I don't know which is worse, Gingrich running around spouting lies, or a citizenry so uninformed that they lap it up as gospel. The constitutionality of a law doesn't depend on whether you are agree with it, it depends on whether or not it's constitutional. If any branch of government feels a particular law or an application of the law is unconstitutional, they have an obligation under the constitution to not enforce it.
It should also be noted that, according to the letter from Holder, the President's administration is only declining to defend the constitutionality of Section 3 which deals with forbidding federal government recognition of same sex marriages contracted in the states, while continuing to argue the provisions in DOMA that allow states to refuse to recognize same-sex marriages contracted elsewhere.
And, just because the President or his AG refuses to enforce a law doesn't mean the law won't have able defenders elsewhere. In the Bob Jones case mentioned above where the Reagan administration refused to defend an IRS policy denying tax exemptions to a university that practiced racial segregation for religious reasons, the IRS policies, and not the Bob Jones University policies, were ultimately upheld by the Supreme Court, as other able lawyers were found to defend them. The same thing may very well end up happening with the DOMA, as there are states with certain tax benefits from federally recognized marriages, and some of all of these states could very well defend the Act.
So no, Gingrich isn't on solid ground with his reasoning at all. He's just flat out wrong. If he's going to try to make the point that America is a nation ruled by law, then he should probably know what those laws are which pertain to the President and Congress, especially since, you know, he used to be a legislator and is considering running for President.
═══
## Work item a
Can you rewrite the DOMA passage starting with "It should also" and going on through "marriages contracted elsewhere.", putting "the Attorney General" in place of "Holder"?
The text and the listing come from different sources.
═══
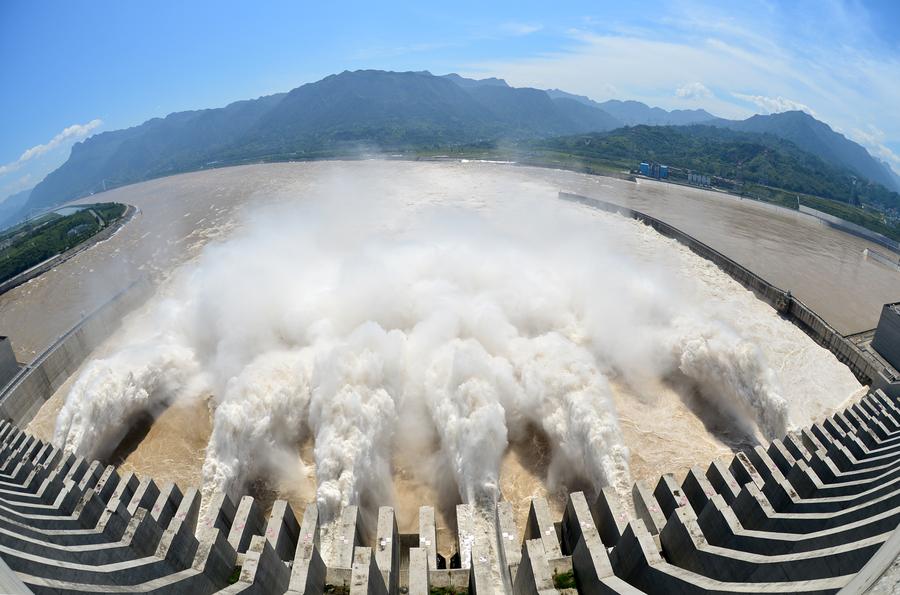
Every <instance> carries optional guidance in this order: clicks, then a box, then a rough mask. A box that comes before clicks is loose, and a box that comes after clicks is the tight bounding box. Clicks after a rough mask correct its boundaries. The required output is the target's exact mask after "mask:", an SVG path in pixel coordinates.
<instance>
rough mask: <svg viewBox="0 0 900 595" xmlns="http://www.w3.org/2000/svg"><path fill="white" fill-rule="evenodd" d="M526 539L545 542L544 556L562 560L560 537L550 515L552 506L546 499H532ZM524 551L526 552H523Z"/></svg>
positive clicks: (541, 498)
mask: <svg viewBox="0 0 900 595" xmlns="http://www.w3.org/2000/svg"><path fill="white" fill-rule="evenodd" d="M525 539H526V540H529V539H540V540H541V541H543V542H544V549H543V551H544V554H545V555H546V557H547V558H560V557H562V551H561V550H560V547H559V537H558V536H557V534H556V527H555V525H554V524H553V517H552V516H551V515H550V505H549V504H547V500H546V499H545V498H532V499H531V508H530V509H529V510H528V521H527V523H526V525H525ZM523 551H524V550H523Z"/></svg>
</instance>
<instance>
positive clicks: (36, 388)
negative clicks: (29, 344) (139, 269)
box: [0, 280, 150, 426]
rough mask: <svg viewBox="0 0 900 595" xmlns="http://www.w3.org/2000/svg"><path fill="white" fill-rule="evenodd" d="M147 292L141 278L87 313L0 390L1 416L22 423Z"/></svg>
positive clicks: (143, 299) (131, 308)
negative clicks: (90, 311)
mask: <svg viewBox="0 0 900 595" xmlns="http://www.w3.org/2000/svg"><path fill="white" fill-rule="evenodd" d="M149 294H150V284H149V283H148V282H147V281H145V280H141V281H138V282H136V283H134V284H132V285H130V286H129V287H128V288H126V289H124V290H123V291H121V292H120V293H118V294H117V295H115V296H114V297H113V298H112V299H110V300H109V301H107V302H106V303H104V304H103V305H101V306H100V307H98V308H97V309H96V310H94V311H93V312H91V313H90V314H88V315H87V316H86V317H85V318H83V319H82V320H81V322H79V323H78V324H77V325H75V327H73V328H72V329H71V330H70V331H69V332H67V333H66V334H64V335H62V336H61V337H60V338H59V339H57V340H56V341H55V342H54V343H53V344H52V345H50V347H48V348H47V349H46V350H45V351H44V352H43V353H42V354H41V355H39V356H38V357H37V358H36V359H35V360H34V361H33V362H31V363H30V364H28V365H26V366H24V367H22V369H20V370H19V373H18V374H16V376H15V377H13V379H12V380H11V381H10V382H9V383H8V384H7V385H6V386H5V387H3V388H2V389H0V419H8V420H11V421H12V422H13V423H15V424H16V425H18V426H24V425H25V424H27V423H28V422H29V421H30V420H31V418H33V417H34V415H35V414H36V413H37V412H38V410H39V409H40V408H41V405H43V404H44V402H45V401H46V400H47V399H49V398H50V397H51V396H53V393H54V392H56V389H58V388H59V387H60V386H62V384H63V383H65V381H66V379H68V378H69V376H71V375H72V374H73V373H74V372H75V371H76V370H77V369H78V367H79V366H80V365H81V364H82V362H84V360H85V359H86V358H87V357H88V356H89V355H90V354H91V352H92V351H93V350H94V349H96V348H97V347H98V346H99V345H100V344H101V343H102V342H103V341H104V340H105V339H106V338H107V337H109V336H110V335H111V334H112V331H113V330H115V329H116V328H117V327H118V325H119V322H120V321H121V320H122V318H123V317H124V316H125V315H126V314H127V313H128V312H130V311H131V310H133V309H134V308H136V307H137V306H138V305H139V304H140V303H141V302H143V300H144V299H145V298H147V297H148V296H149Z"/></svg>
═══
## Work item b
Would you output the lines of the listing, starting with the line with "292L141 278L87 313L0" and going on through the line with "positive clicks: (143, 299) (131, 308)", as a Markdown table with the columns Row and Line, skipping any blank lines?

## Problem solution a
It should also be noted that, according to the letter from the Attorney General, the President's administration is only declining to defend the constitutionality of Section 3 which deals with forbidding federal government recognition of same sex marriages contracted in the states, while continuing to argue the provisions in DOMA that allow states to refuse to recognize same-sex marriages contracted elsewhere.

## Problem solution b
| Row | Line |
|---|---|
| 1 | rough mask: <svg viewBox="0 0 900 595" xmlns="http://www.w3.org/2000/svg"><path fill="white" fill-rule="evenodd" d="M147 292L141 278L87 313L0 390L1 416L22 423Z"/></svg> |
| 2 | positive clicks: (143, 299) (131, 308) |